Task to complete:
Can you recast the stretch of material from the first line containing "the woman's face" through the end of the material as a JSON list of strings, with one string per line and blank lines left out? Include only that stretch.

[BEGIN Provided records]

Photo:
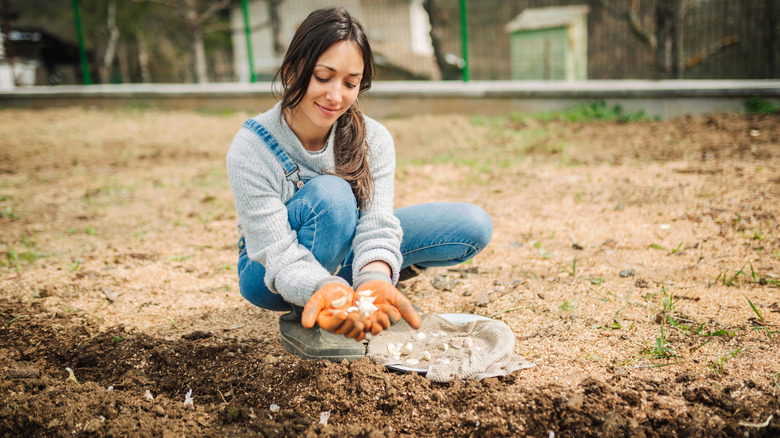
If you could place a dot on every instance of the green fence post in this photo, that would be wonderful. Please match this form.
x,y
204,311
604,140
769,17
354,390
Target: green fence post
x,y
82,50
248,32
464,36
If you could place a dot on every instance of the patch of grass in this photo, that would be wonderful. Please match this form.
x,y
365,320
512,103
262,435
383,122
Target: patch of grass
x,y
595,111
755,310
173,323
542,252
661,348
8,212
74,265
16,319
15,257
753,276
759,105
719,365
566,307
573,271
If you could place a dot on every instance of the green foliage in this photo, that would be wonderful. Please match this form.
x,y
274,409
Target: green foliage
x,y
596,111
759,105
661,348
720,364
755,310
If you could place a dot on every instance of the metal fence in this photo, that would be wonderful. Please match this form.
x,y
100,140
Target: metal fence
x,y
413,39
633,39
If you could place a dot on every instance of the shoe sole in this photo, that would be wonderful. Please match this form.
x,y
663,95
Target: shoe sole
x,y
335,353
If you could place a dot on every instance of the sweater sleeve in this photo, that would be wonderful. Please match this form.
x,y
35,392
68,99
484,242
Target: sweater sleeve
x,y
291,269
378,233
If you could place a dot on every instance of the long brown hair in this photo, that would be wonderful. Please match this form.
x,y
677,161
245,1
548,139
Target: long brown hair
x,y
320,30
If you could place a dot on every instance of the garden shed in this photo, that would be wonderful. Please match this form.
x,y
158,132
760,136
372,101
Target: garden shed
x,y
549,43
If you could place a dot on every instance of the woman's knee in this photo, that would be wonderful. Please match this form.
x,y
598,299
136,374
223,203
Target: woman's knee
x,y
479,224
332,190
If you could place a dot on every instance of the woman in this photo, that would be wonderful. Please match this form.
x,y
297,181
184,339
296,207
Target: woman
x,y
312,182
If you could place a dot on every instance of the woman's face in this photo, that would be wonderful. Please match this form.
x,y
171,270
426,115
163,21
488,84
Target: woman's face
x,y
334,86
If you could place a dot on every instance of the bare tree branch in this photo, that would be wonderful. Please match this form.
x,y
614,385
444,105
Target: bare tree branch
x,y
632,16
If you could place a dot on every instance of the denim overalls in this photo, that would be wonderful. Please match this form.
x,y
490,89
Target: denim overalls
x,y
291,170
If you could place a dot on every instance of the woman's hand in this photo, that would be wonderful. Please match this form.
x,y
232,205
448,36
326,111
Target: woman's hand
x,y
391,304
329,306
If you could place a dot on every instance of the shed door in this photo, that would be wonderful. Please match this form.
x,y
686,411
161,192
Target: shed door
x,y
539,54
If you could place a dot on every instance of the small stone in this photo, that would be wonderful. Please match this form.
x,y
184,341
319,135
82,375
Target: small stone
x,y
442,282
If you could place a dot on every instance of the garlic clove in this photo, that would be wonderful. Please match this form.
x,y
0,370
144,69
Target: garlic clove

[END Provided records]

Full output:
[
  "If you could place a dot on every instance of the woman's face in this photo, that would be wonderful. Please match this form.",
  "x,y",
  "171,270",
  "426,115",
  "163,21",
  "488,84",
  "Target: woman's face",
  "x,y",
  "334,86",
  "If you could place a dot on every instance of the bare tree branch in this photo, that would be wonderful. Please match this form.",
  "x,y",
  "614,385",
  "444,105",
  "Target: bare tree branch",
  "x,y",
  "632,16",
  "If you could place a dot on every instance of the denim overalls in this photo, that would be wonderful. Please match this form.",
  "x,y",
  "490,89",
  "Target: denim overalls",
  "x,y",
  "291,170",
  "If you could place a dot on every instance of the woman's hand in this photo, that would be wonderful. Please match this form.",
  "x,y",
  "232,205",
  "448,36",
  "326,111",
  "Target: woman's hand",
  "x,y",
  "391,304",
  "329,306",
  "If you could place a dot on every instance of the shed door in this photo, that would be wonderful. Please match this form.",
  "x,y",
  "686,411",
  "161,192",
  "Target: shed door",
  "x,y",
  "539,54",
  "If you could place a dot on every instance of the small stone in this photo, that would be wonderful. Please match this form.",
  "x,y",
  "184,341",
  "319,135",
  "82,375",
  "Target: small stone",
  "x,y",
  "442,282",
  "If you could place a dot on every instance of the garlic clove in this photo, that would be wonderful. Please match this form.",
  "x,y",
  "0,370",
  "144,69",
  "Target: garlic clove"
]